- **Records excerpted from a collection**:
┌──
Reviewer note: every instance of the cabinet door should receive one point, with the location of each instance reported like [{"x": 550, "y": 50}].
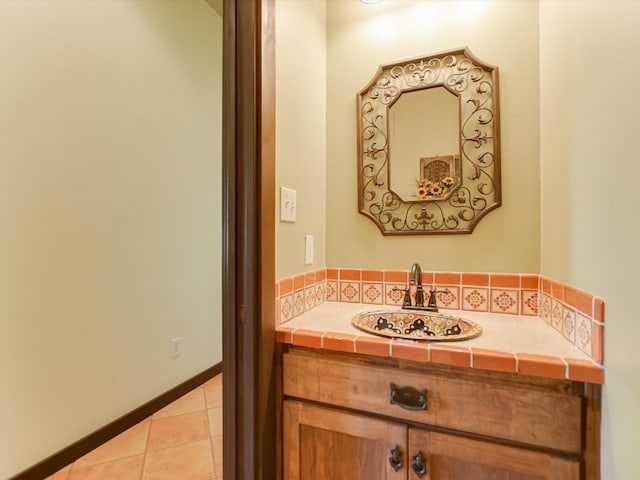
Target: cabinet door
[
  {"x": 324, "y": 444},
  {"x": 444, "y": 456}
]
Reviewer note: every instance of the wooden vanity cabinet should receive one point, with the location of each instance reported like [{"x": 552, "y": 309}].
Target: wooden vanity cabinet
[{"x": 339, "y": 422}]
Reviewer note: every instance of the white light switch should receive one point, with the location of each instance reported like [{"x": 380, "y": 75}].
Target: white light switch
[
  {"x": 308, "y": 249},
  {"x": 287, "y": 205}
]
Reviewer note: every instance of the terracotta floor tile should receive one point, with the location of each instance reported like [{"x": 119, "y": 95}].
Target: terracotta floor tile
[
  {"x": 127, "y": 444},
  {"x": 215, "y": 421},
  {"x": 178, "y": 430},
  {"x": 216, "y": 444},
  {"x": 213, "y": 392},
  {"x": 125, "y": 469},
  {"x": 191, "y": 461},
  {"x": 191, "y": 402}
]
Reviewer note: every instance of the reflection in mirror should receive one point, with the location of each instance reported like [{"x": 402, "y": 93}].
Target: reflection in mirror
[
  {"x": 423, "y": 130},
  {"x": 429, "y": 144}
]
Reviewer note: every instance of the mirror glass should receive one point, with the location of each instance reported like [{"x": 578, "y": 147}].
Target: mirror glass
[
  {"x": 423, "y": 127},
  {"x": 429, "y": 144}
]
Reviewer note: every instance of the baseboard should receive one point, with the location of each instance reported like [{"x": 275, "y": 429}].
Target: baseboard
[{"x": 70, "y": 454}]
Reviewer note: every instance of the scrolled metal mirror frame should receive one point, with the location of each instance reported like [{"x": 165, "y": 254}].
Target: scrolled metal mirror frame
[{"x": 479, "y": 190}]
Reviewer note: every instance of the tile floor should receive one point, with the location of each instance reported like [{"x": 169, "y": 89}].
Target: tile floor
[{"x": 183, "y": 441}]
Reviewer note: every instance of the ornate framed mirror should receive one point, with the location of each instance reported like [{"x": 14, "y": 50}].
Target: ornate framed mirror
[{"x": 429, "y": 144}]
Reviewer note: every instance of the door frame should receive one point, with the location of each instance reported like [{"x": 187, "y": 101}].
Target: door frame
[{"x": 248, "y": 292}]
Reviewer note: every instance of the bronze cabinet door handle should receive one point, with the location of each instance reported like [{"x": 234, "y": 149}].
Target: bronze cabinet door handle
[
  {"x": 408, "y": 398},
  {"x": 395, "y": 459}
]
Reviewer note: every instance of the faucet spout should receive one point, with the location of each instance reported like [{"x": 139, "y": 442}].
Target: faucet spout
[{"x": 415, "y": 277}]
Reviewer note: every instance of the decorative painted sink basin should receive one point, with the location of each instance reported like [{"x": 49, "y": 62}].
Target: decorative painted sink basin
[{"x": 416, "y": 325}]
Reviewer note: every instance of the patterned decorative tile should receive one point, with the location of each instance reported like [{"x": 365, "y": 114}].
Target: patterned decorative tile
[
  {"x": 392, "y": 294},
  {"x": 504, "y": 301},
  {"x": 556, "y": 315},
  {"x": 372, "y": 293},
  {"x": 320, "y": 292},
  {"x": 583, "y": 333},
  {"x": 569, "y": 324},
  {"x": 529, "y": 302},
  {"x": 350, "y": 292},
  {"x": 332, "y": 291},
  {"x": 309, "y": 298},
  {"x": 448, "y": 297},
  {"x": 286, "y": 308},
  {"x": 298, "y": 302},
  {"x": 475, "y": 299}
]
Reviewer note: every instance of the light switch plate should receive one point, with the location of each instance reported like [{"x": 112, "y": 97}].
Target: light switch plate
[
  {"x": 288, "y": 205},
  {"x": 308, "y": 249}
]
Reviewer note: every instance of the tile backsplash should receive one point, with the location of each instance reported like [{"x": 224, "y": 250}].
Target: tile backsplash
└──
Where a line in the records above includes the string "backsplash", show it.

Reviewer note: every instance of the tile backsplash should receive one point, with the location of each instance reported like [{"x": 224, "y": 250}].
Target: tile backsplash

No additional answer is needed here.